▸ **TASK GOAL**:
Only one stretch of the data below is wanted: the lines from the one with "target | fishing rod handle" through the one with "target | blurred green background", repeated exactly.

MATERIAL FOR THIS TASK Block Start

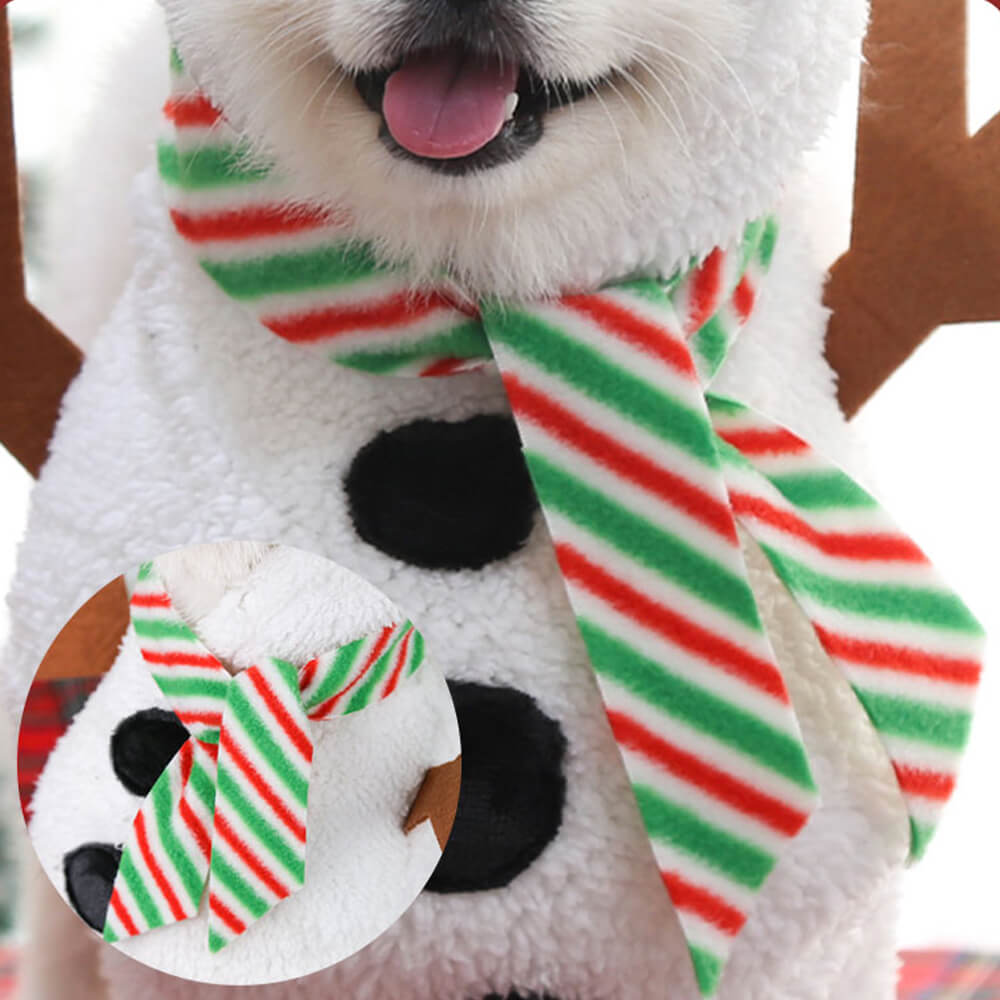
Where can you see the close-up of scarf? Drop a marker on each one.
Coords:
(230, 811)
(643, 477)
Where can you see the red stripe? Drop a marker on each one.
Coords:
(123, 915)
(249, 223)
(300, 741)
(861, 547)
(713, 910)
(181, 659)
(778, 441)
(446, 366)
(192, 111)
(718, 784)
(633, 465)
(744, 298)
(926, 784)
(905, 659)
(155, 870)
(400, 663)
(247, 856)
(716, 651)
(226, 915)
(653, 338)
(331, 703)
(308, 674)
(263, 789)
(150, 601)
(706, 291)
(325, 324)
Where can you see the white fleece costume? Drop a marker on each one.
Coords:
(191, 422)
(246, 603)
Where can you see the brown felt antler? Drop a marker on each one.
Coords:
(37, 363)
(925, 249)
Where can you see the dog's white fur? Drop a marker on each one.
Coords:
(260, 438)
(721, 100)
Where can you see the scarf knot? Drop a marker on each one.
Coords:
(643, 477)
(230, 810)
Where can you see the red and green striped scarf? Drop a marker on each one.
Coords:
(230, 810)
(642, 477)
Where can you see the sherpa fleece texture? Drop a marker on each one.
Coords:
(219, 430)
(362, 871)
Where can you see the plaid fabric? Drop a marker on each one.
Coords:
(48, 712)
(949, 975)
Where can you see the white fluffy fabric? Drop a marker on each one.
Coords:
(218, 430)
(190, 422)
(363, 871)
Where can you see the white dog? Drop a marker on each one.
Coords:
(643, 133)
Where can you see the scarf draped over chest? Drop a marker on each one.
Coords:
(643, 476)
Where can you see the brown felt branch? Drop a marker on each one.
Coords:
(925, 247)
(37, 363)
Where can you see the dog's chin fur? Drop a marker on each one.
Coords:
(725, 97)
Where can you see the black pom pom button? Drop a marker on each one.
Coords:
(143, 745)
(90, 873)
(513, 789)
(443, 496)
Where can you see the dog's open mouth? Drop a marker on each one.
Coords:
(456, 111)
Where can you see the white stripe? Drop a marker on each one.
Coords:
(708, 808)
(720, 755)
(686, 666)
(648, 581)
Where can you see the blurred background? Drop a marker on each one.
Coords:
(929, 434)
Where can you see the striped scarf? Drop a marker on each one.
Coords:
(642, 477)
(230, 810)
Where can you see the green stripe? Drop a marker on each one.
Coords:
(823, 490)
(267, 834)
(289, 675)
(750, 244)
(656, 686)
(337, 673)
(285, 273)
(947, 728)
(736, 859)
(163, 808)
(156, 628)
(707, 970)
(238, 886)
(889, 602)
(465, 341)
(712, 343)
(207, 168)
(644, 542)
(768, 243)
(416, 653)
(593, 374)
(203, 785)
(363, 695)
(140, 894)
(192, 687)
(921, 835)
(266, 745)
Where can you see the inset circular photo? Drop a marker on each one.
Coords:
(239, 763)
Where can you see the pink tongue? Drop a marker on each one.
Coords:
(446, 103)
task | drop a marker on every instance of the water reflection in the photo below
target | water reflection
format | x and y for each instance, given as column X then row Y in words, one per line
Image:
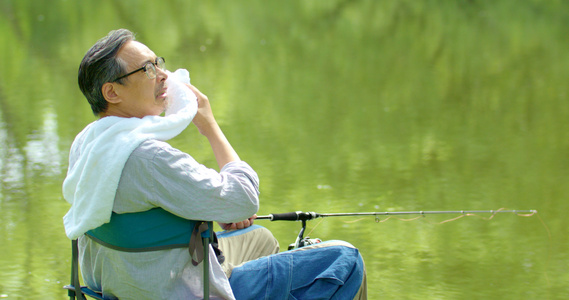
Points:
column 42, row 148
column 340, row 106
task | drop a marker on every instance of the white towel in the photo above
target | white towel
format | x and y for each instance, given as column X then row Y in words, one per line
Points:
column 99, row 152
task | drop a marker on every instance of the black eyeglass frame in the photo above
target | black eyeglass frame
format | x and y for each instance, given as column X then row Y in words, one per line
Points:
column 145, row 69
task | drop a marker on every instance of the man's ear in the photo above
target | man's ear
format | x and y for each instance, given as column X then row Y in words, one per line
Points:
column 110, row 93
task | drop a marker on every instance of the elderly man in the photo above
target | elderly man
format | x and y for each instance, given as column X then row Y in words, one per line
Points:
column 135, row 198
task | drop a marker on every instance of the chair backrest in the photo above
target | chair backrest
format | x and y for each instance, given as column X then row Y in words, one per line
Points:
column 76, row 291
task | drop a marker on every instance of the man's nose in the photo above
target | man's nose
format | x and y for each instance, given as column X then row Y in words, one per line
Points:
column 161, row 75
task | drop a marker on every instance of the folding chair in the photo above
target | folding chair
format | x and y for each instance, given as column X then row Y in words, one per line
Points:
column 79, row 294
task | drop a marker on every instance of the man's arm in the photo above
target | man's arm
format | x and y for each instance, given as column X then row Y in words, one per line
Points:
column 222, row 149
column 206, row 124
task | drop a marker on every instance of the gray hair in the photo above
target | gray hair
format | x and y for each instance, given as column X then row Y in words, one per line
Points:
column 101, row 65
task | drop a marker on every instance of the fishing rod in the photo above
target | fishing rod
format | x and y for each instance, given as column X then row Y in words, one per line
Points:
column 306, row 216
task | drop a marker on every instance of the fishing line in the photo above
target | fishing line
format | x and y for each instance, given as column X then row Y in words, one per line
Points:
column 423, row 215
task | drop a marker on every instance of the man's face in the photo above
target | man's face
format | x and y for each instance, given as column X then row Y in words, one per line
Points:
column 140, row 96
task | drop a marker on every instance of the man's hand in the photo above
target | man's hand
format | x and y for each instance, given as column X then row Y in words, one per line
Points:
column 238, row 225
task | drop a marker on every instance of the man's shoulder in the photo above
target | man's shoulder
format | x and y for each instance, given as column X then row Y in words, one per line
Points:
column 150, row 148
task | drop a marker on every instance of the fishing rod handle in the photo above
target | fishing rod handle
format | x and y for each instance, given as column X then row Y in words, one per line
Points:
column 293, row 216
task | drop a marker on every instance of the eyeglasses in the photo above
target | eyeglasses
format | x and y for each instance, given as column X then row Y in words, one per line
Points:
column 149, row 68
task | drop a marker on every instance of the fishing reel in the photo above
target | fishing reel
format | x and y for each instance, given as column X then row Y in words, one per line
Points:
column 304, row 242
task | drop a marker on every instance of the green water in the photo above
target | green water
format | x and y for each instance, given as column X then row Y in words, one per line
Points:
column 341, row 106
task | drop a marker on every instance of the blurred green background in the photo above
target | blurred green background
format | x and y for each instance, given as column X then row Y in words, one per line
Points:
column 340, row 106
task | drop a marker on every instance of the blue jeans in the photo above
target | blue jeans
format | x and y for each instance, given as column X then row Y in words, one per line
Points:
column 329, row 270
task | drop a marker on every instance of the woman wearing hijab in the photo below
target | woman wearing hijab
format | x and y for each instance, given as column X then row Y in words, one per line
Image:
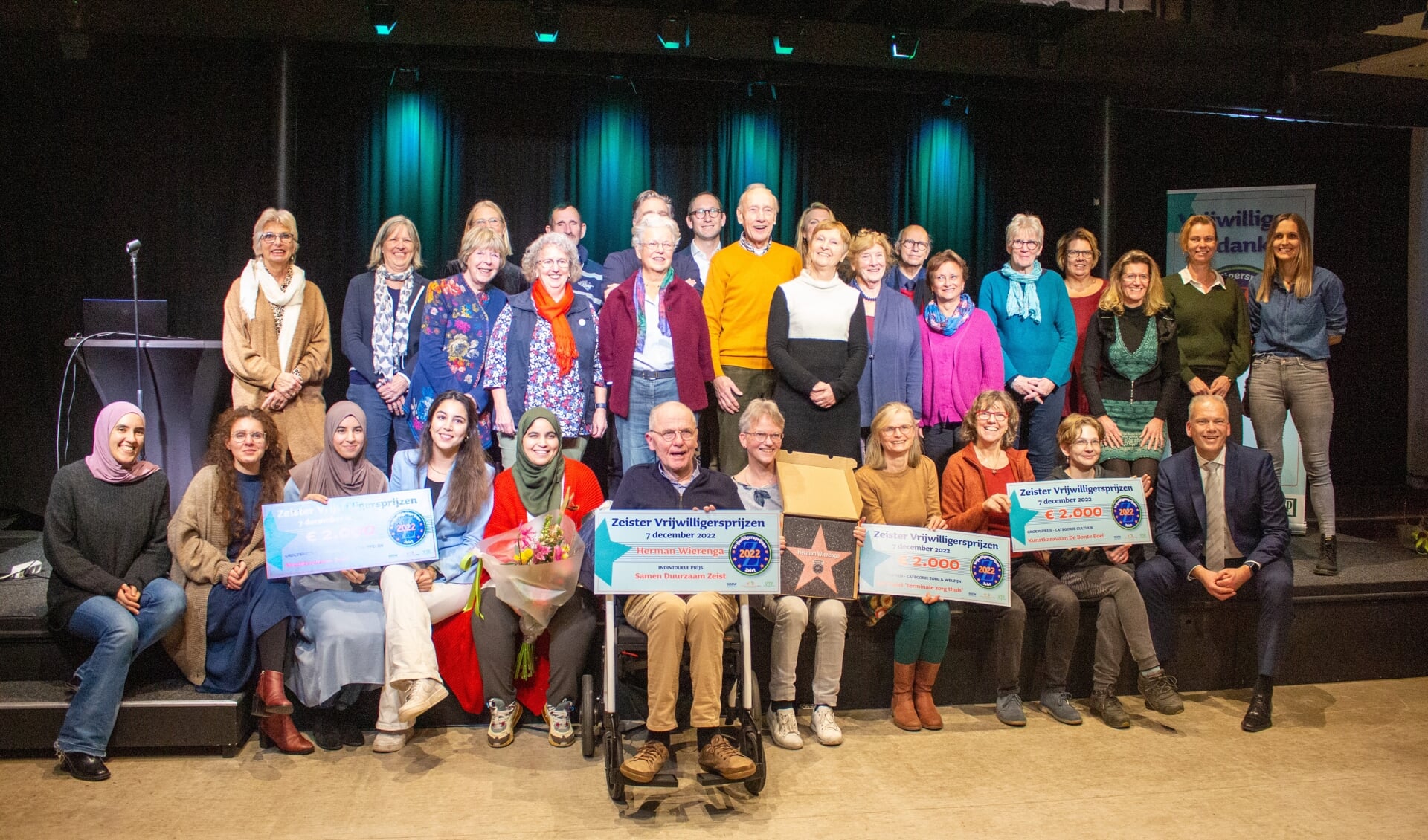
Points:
column 1035, row 323
column 276, row 338
column 382, row 329
column 537, row 482
column 341, row 649
column 450, row 465
column 106, row 537
column 237, row 621
column 544, row 349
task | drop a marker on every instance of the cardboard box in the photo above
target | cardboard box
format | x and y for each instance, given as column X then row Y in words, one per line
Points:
column 821, row 507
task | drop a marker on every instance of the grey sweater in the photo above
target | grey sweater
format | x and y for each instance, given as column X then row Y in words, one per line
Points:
column 99, row 535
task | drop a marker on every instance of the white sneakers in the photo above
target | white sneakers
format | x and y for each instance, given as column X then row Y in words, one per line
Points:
column 783, row 728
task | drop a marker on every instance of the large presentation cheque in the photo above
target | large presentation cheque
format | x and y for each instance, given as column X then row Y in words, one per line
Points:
column 686, row 552
column 1072, row 514
column 951, row 565
column 352, row 532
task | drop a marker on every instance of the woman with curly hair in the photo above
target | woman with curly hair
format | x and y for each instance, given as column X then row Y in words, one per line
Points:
column 237, row 621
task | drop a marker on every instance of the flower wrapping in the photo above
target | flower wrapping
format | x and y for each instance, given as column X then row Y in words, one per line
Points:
column 533, row 569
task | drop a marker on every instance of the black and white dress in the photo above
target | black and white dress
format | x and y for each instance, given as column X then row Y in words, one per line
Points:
column 817, row 332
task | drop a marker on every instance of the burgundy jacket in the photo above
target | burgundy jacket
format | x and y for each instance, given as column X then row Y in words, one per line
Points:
column 689, row 330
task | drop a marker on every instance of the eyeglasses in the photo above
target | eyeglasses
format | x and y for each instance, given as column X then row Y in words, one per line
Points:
column 684, row 436
column 766, row 437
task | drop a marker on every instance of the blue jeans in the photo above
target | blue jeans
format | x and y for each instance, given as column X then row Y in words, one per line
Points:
column 380, row 425
column 644, row 395
column 1038, row 430
column 119, row 638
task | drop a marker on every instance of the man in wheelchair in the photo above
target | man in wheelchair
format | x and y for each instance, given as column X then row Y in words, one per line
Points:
column 676, row 482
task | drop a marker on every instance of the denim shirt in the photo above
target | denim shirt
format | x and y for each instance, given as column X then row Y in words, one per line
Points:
column 1290, row 326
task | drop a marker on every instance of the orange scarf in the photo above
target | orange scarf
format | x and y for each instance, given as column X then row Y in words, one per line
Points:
column 554, row 311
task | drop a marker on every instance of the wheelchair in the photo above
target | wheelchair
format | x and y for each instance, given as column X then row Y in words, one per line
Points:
column 600, row 725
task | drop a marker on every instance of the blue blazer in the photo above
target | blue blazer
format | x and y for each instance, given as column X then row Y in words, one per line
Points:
column 894, row 369
column 357, row 315
column 1254, row 508
column 454, row 540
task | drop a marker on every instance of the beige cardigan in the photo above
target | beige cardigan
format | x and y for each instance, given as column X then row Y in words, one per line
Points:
column 200, row 549
column 250, row 351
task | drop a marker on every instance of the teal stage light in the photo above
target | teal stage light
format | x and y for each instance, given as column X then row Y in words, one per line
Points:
column 383, row 17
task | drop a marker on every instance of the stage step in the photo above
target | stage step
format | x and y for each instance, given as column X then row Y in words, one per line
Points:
column 161, row 715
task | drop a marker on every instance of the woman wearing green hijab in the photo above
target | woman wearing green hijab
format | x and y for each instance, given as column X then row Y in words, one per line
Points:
column 540, row 479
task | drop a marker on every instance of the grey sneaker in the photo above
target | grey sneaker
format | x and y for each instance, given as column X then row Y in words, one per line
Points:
column 1009, row 711
column 1057, row 703
column 557, row 717
column 783, row 728
column 1160, row 694
column 1106, row 706
column 501, row 731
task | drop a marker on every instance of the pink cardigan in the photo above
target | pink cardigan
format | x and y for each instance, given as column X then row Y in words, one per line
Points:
column 959, row 367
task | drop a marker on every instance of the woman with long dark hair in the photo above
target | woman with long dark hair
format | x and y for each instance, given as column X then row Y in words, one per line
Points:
column 450, row 464
column 237, row 621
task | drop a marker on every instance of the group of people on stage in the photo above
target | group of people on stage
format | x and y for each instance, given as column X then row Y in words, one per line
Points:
column 942, row 401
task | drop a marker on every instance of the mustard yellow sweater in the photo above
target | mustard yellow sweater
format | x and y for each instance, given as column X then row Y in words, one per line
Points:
column 737, row 294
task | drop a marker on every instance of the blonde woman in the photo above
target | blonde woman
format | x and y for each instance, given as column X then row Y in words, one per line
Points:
column 277, row 338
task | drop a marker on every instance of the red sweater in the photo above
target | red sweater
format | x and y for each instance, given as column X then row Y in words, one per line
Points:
column 509, row 512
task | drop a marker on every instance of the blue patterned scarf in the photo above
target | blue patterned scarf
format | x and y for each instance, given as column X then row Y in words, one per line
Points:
column 948, row 324
column 1021, row 294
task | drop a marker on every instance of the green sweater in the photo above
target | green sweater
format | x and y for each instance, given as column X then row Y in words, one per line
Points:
column 1213, row 329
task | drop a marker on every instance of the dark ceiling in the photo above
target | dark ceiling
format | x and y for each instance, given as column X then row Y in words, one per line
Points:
column 1264, row 57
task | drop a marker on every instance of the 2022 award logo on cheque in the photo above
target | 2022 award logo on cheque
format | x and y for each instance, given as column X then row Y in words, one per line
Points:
column 1070, row 514
column 686, row 552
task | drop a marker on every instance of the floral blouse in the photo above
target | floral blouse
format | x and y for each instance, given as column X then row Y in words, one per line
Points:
column 547, row 388
column 456, row 330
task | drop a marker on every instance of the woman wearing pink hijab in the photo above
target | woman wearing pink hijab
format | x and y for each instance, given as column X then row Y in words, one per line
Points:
column 106, row 535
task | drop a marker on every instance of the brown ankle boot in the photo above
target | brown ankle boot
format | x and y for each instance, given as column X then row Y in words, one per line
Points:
column 279, row 732
column 903, row 712
column 923, row 679
column 270, row 698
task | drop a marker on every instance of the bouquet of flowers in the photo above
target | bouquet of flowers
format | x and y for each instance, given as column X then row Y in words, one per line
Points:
column 533, row 569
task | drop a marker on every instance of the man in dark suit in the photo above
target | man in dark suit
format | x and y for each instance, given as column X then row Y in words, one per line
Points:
column 1221, row 526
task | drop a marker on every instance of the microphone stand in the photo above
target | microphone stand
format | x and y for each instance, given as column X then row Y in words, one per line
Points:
column 139, row 375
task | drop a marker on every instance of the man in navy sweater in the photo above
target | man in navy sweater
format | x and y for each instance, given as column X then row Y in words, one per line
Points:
column 676, row 482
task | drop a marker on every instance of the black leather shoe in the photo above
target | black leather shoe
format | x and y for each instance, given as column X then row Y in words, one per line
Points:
column 1257, row 717
column 83, row 766
column 326, row 732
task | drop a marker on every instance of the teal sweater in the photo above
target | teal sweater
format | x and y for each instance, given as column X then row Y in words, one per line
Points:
column 1029, row 349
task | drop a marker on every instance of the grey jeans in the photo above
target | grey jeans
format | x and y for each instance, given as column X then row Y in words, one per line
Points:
column 790, row 615
column 1300, row 388
column 1120, row 622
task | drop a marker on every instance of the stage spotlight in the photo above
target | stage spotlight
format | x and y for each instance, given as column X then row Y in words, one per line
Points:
column 675, row 32
column 383, row 17
column 787, row 36
column 903, row 43
column 546, row 17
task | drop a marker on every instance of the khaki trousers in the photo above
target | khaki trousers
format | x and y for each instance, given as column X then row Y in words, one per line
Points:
column 670, row 619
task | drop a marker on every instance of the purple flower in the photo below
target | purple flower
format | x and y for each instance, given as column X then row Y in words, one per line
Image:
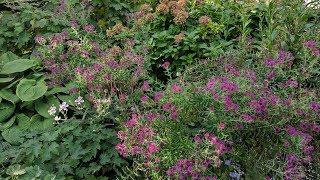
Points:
column 84, row 54
column 247, row 117
column 270, row 62
column 79, row 100
column 292, row 131
column 89, row 28
column 63, row 107
column 157, row 96
column 176, row 88
column 314, row 106
column 144, row 98
column 40, row 39
column 210, row 84
column 166, row 65
column 145, row 86
column 311, row 44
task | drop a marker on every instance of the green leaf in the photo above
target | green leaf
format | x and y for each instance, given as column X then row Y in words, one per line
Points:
column 9, row 96
column 7, row 57
column 17, row 66
column 56, row 90
column 7, row 124
column 5, row 80
column 23, row 121
column 13, row 135
column 43, row 105
column 6, row 110
column 15, row 170
column 30, row 89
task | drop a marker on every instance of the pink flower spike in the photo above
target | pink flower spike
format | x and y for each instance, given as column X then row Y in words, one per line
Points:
column 176, row 88
column 152, row 148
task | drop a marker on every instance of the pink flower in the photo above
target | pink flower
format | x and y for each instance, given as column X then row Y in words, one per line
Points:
column 89, row 28
column 221, row 125
column 144, row 98
column 121, row 135
column 247, row 117
column 210, row 84
column 152, row 148
column 176, row 88
column 271, row 75
column 40, row 39
column 166, row 65
column 197, row 138
column 157, row 96
column 84, row 54
column 133, row 121
column 145, row 86
column 122, row 149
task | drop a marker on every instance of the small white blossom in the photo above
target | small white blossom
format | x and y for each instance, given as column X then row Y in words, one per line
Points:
column 63, row 107
column 79, row 100
column 52, row 110
column 57, row 118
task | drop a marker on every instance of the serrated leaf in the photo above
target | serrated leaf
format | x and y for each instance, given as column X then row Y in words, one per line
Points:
column 19, row 65
column 30, row 90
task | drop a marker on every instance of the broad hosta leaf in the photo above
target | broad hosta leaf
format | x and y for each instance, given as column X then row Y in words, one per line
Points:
column 8, row 124
column 19, row 65
column 13, row 135
column 15, row 170
column 5, row 80
column 6, row 110
column 7, row 57
column 30, row 90
column 37, row 123
column 9, row 96
column 42, row 105
column 23, row 121
column 56, row 90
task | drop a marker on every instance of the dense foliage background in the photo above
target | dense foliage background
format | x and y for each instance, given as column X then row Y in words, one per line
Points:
column 169, row 89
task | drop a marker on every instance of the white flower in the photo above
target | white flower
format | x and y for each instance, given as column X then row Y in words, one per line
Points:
column 57, row 118
column 63, row 107
column 52, row 110
column 79, row 100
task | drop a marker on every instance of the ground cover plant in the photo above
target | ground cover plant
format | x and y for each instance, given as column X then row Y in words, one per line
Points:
column 168, row 89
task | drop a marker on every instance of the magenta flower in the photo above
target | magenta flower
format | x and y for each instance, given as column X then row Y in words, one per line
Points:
column 40, row 39
column 176, row 88
column 145, row 86
column 157, row 96
column 84, row 54
column 210, row 84
column 89, row 28
column 165, row 65
column 144, row 98
column 152, row 148
column 247, row 117
column 122, row 149
column 314, row 106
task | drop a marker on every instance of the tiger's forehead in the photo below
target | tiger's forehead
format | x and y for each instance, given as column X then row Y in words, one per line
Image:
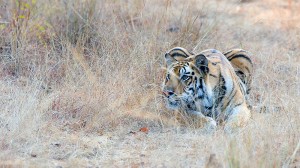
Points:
column 181, row 68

MATERIAL FOR THIS TASK Block End

▸ **EXERCISE RESULT**:
target | fishing rod handle
format | x and y for each instance, given as column X then row Y in words, one per line
Points:
column 293, row 216
task | drop a marker on every instance of the eyeglasses in the photo above
target | eyeglasses
format | x and y for each instance, given as column X then row Y in words, one per line
Points:
column 149, row 68
task | drop a marker on every instance of the fishing reel in the photo above
target | fishing reel
format | x and y for each instance, given as column X then row Y in words, one per line
Points:
column 304, row 242
task | drop a marker on every instance of the green water in the photo above
target | green water
format | x and y for each instance, given as column X then row Y in words, one per line
Points:
column 341, row 106
task | drop a marker on every instance of the blurred green background in the photo above
target | blurred green background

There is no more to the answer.